* Work required
Extract the records in full, leaving every picture out.

* Input data
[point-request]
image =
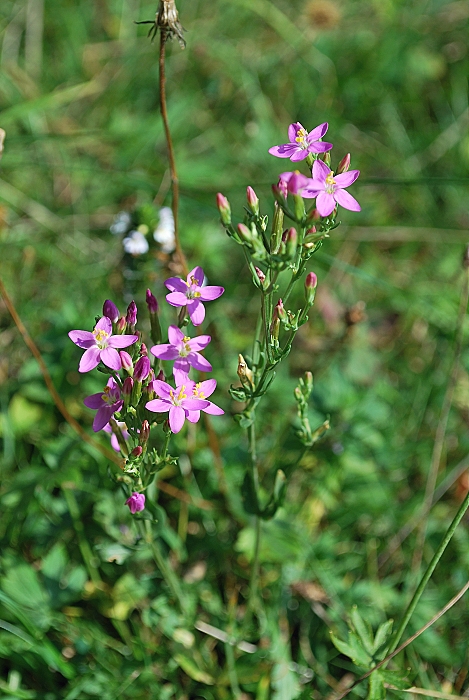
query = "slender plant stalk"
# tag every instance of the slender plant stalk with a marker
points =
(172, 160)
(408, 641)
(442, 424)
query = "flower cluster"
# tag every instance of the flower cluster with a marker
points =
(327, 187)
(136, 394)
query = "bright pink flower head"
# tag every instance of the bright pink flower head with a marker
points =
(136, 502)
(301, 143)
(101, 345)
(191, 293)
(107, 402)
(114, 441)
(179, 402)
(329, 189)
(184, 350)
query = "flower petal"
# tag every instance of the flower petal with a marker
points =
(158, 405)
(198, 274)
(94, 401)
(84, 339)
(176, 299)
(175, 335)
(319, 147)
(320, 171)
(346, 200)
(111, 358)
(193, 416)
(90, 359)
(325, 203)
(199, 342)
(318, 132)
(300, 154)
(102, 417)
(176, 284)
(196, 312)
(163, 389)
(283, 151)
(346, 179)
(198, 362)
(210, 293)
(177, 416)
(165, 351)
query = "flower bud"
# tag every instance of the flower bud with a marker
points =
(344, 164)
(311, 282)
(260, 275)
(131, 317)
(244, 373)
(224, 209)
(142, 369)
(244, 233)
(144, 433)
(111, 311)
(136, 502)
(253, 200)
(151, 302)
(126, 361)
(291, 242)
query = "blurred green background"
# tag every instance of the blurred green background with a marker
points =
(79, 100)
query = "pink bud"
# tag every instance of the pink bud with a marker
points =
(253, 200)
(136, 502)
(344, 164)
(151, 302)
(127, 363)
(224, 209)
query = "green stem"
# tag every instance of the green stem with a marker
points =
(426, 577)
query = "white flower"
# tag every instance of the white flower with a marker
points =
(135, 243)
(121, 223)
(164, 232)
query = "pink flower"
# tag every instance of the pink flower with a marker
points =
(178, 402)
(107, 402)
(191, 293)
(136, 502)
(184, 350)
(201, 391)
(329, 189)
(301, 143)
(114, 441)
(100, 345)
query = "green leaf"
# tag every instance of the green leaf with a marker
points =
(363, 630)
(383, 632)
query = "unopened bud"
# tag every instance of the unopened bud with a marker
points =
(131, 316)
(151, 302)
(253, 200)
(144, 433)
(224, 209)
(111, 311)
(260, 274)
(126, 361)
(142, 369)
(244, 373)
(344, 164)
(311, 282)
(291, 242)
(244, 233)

* Exercise output
[point-request]
image =
query = "slender plant stalk"
# tag every instance of the slender plant stalk with a marker
points =
(172, 160)
(408, 641)
(442, 424)
query = "flower cluster"
# tag every instance of the flower cluster with a marker
points =
(327, 187)
(136, 394)
query = "bright pink flower head"
# tag every instance of the bright pink flower head with a marker
points =
(136, 502)
(301, 143)
(101, 345)
(191, 293)
(107, 402)
(114, 441)
(179, 402)
(329, 189)
(184, 350)
query = "flower petal"
# tag every instance of the flower petal with a marker
points =
(158, 405)
(198, 274)
(94, 401)
(84, 339)
(176, 299)
(175, 335)
(319, 147)
(320, 171)
(346, 200)
(111, 358)
(193, 416)
(90, 359)
(325, 203)
(199, 342)
(318, 132)
(300, 154)
(102, 417)
(176, 284)
(196, 312)
(163, 389)
(283, 151)
(346, 179)
(198, 362)
(210, 293)
(177, 416)
(165, 351)
query = "flower bud"
# tag every instance of the flower bud with a marker
points =
(344, 164)
(311, 282)
(260, 275)
(131, 317)
(244, 373)
(224, 209)
(142, 369)
(244, 233)
(144, 433)
(111, 311)
(136, 502)
(253, 200)
(151, 302)
(126, 361)
(291, 242)
query = "blurred green background"
# tag every instance of the blurred green background with a marker
points =
(79, 100)
query = "pink bud"
# tag every instance of the pink bud with a marker
points =
(253, 200)
(136, 502)
(344, 164)
(151, 302)
(127, 363)
(224, 209)
query = "green stem"
# tag every instance of the green stem with a marker
points =
(426, 577)
query = "white flower"
# tag every instance of the white flower with a marker
points =
(135, 243)
(121, 223)
(164, 232)
query = "pink flower"
# tag every instance of the pink flower with a marker
points =
(178, 402)
(107, 402)
(191, 293)
(136, 502)
(184, 350)
(201, 391)
(329, 189)
(301, 143)
(114, 441)
(100, 345)
query = "green leaf"
# tag every instance of the green leaf with a marker
points =
(363, 630)
(383, 632)
query = "unopened bud"
# tag every instance of the unopened bud with a marker
points =
(131, 316)
(151, 302)
(253, 200)
(144, 433)
(224, 209)
(111, 311)
(260, 274)
(126, 361)
(142, 369)
(244, 373)
(344, 164)
(311, 282)
(291, 242)
(244, 233)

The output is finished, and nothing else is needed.